EXERCISE: Copy all the material below, exactly as it stands.

- - - -

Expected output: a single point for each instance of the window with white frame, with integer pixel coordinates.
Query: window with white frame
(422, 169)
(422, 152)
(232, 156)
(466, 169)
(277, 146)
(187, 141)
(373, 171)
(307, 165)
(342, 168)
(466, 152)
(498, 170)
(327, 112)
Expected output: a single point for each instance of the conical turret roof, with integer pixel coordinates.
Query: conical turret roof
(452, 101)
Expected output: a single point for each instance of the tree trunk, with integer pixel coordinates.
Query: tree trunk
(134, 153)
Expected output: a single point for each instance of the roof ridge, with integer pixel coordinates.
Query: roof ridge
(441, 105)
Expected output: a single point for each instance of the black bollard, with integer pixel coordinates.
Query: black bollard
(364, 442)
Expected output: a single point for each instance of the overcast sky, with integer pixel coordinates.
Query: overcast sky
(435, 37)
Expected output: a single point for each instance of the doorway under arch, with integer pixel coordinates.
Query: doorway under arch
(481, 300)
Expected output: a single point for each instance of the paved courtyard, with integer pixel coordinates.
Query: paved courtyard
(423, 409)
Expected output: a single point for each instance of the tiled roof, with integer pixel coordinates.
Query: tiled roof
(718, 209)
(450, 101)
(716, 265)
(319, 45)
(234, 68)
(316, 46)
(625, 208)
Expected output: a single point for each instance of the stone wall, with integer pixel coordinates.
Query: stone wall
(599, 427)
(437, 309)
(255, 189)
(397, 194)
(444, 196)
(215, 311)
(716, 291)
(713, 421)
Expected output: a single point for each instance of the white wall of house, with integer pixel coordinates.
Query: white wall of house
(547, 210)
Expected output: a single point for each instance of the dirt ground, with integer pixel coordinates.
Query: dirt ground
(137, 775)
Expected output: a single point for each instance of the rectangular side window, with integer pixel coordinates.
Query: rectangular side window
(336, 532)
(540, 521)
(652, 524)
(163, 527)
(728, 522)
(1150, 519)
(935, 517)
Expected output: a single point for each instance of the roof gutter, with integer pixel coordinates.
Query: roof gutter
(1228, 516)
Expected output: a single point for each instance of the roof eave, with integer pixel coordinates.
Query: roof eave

- - - -

ANSWER TO THE PROBLEM:
Expected output: a single point for each instance of the window with white frame, with integer pixel coordinates.
Query: window with white frame
(422, 169)
(422, 152)
(232, 156)
(466, 169)
(277, 146)
(187, 141)
(373, 171)
(307, 165)
(342, 168)
(466, 152)
(498, 170)
(327, 112)
Expected output: a single point for each instance of the conical turret roof, with integer pixel coordinates.
Query: conical turret roof
(452, 101)
Expected output: a single point for each instance of the tree trunk, with integer pixel coordinates.
Query: tree trunk
(134, 153)
Expected output: a single point for each instance of the roof ridge, with integer pixel coordinates.
Query: roof ridge
(441, 105)
Expected output: a single point for each instance of the black bollard, with integer pixel coordinates.
Query: black bollard
(364, 442)
Expected output: a single point for each instance of the overcast sky, with integer pixel coordinates.
Query: overcast sky
(435, 37)
Expected output: a single point for each instance of the doorway under arch, with integer pixel coordinates.
Query: doorway under arch
(481, 300)
Expected output: a single point for each instance of the paved courtyard, with integer pixel coordinates.
Query: paved courtyard
(423, 409)
Expected output: a single point for each instance of the tiled roof, with integer pixel coordinates.
Query: tiled roof
(718, 209)
(450, 101)
(716, 265)
(319, 45)
(234, 68)
(316, 46)
(625, 208)
Expected output: a single point for each instance of the stone wall, with integer pixel coordinates.
Query: stone wall
(599, 427)
(437, 309)
(255, 189)
(397, 194)
(444, 196)
(215, 311)
(716, 291)
(713, 421)
Expected output: a single point for each instance of the white wall of house, with integer pixel coordinates.
Query: white wall of house
(547, 210)
Expected output: a single point for each instance of the dirt ground, with integer pixel coordinates.
Query: dirt ground
(137, 775)
Expected output: a single point for each instance of the rectangular side window, with integer pixel coordinates.
Query: rectangular side window
(336, 532)
(540, 521)
(652, 524)
(163, 527)
(728, 522)
(1150, 519)
(935, 517)
Expected output: a single point for each instance of the roof gutter, with integer pixel coordinates.
Query: roof gutter
(1228, 516)
Expected output: a single point for each instance of the roof eave, with integer pixel coordinates.
Query: roof eave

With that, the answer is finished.